**Consigne 1**. Résumez en deux phrases le texte sur la Hongrie à la fin de la guerre.
**Consigne 2**. Reprenez le passage du texte sur la Hongrie à la fin de la guerre qui s'ouvre sur les mots « Philippe Alcoy » et se clôt sur « comme les démocrates-libéraux. », en substituant « comités » à « conseils ».

**Texte source**.
Philippe Alcoy
La Hongrie faisait partie des pays occupés par l’Armée
Rouge à la fin de la guerre. Et malgré l’enthousiasme que l’arrivée de
l’Armée Rouge avait produit parmi les masses ouvrières et paysannes, les
agents staliniens sur place ont tout fait pour empêcher que les organes
d’auto-organisation, qui commençaient à apparaître dans le pays, se
développent. Alors que les paysans occupaient les terres et les ouvriers
mettaient en place des conseils dans les usines, le but du stalinisme
était de reconstruire un « État fort » sous sa direction, allié à des
secteurs capitalistes locaux. Pour ce faire, il a mis en place un
« front populaire » formé de partis paysans, le parti social-démocrate
mais aussi des partis pro-capitalistes comme les démocrates-libéraux.

**Données fournies**.
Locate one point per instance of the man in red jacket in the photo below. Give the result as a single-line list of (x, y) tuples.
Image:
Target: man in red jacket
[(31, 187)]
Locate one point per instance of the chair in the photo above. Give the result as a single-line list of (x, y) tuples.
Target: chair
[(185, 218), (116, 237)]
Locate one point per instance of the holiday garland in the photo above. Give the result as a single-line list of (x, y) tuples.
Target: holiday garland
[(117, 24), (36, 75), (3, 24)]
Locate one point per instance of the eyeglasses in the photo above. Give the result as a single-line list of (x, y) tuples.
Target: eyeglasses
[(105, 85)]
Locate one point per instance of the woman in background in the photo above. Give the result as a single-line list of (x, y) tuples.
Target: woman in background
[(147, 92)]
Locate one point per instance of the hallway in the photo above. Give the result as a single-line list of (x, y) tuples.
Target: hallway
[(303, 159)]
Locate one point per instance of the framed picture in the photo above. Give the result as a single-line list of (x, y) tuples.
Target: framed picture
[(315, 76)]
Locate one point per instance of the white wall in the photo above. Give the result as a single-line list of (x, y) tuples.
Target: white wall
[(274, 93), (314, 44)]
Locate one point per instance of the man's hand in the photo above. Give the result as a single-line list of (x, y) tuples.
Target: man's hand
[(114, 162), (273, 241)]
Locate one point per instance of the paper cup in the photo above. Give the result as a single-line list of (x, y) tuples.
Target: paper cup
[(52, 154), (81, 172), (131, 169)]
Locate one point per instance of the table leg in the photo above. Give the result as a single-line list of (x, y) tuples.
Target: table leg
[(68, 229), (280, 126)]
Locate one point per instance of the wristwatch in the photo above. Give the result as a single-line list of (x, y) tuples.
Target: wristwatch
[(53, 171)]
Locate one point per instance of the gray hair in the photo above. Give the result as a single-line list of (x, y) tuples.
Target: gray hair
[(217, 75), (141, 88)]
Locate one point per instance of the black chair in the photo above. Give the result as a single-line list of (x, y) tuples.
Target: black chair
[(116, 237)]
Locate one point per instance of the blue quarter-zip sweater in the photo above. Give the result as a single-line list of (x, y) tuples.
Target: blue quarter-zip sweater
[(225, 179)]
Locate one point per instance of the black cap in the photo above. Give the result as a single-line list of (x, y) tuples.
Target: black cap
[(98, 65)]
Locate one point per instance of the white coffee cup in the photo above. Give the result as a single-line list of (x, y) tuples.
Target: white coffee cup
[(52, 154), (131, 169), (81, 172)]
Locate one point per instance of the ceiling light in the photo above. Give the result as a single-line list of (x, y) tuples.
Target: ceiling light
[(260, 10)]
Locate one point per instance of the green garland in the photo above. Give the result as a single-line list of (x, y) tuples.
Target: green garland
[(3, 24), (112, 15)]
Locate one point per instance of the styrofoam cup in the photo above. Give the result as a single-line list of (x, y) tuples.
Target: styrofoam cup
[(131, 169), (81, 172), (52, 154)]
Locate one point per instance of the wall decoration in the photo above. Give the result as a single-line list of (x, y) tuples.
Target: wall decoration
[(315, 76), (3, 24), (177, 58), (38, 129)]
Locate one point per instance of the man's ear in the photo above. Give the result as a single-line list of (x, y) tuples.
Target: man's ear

**Résultat de l'exercice 1**. À la fin de la guerre, la Hongrie était occupée par l'Armée Rouge, dont l'arrivée avait suscité l'enthousiasme des masses ouvrières et paysannes, mais les agents staliniens ont tout fait pour empêcher le développement des organes d'auto-organisation qui apparaissaient dans le pays. Le stalinisme visait à reconstruire un « État fort » sous sa direction, allié à des secteurs capitalistes locaux, et a pour cela mis en place un « front populaire » réunissant des partis paysans, le parti social-démocrate et des partis pro-capitalistes comme les démocrates-libéraux.

**Résultat de l'exercice 2**.
Philippe Alcoy
La Hongrie faisait partie des pays occupés par l’Armée
Rouge à la fin de la guerre. Et malgré l’enthousiasme que l’arrivée de
l’Armée Rouge avait produit parmi les masses ouvrières et paysannes, les
agents staliniens sur place ont tout fait pour empêcher que les organes
d’auto-organisation, qui commençaient à apparaître dans le pays, se
développent. Alors que les paysans occupaient les terres et les ouvriers
mettaient en place des comités dans les usines, le but du stalinisme
était de reconstruire un « État fort » sous sa direction, allié à des
secteurs capitalistes locaux. Pour ce faire, il a mis en place un
« front populaire » formé de partis paysans, le parti social-démocrate
mais aussi des partis pro-capitalistes comme les démocrates-libéraux.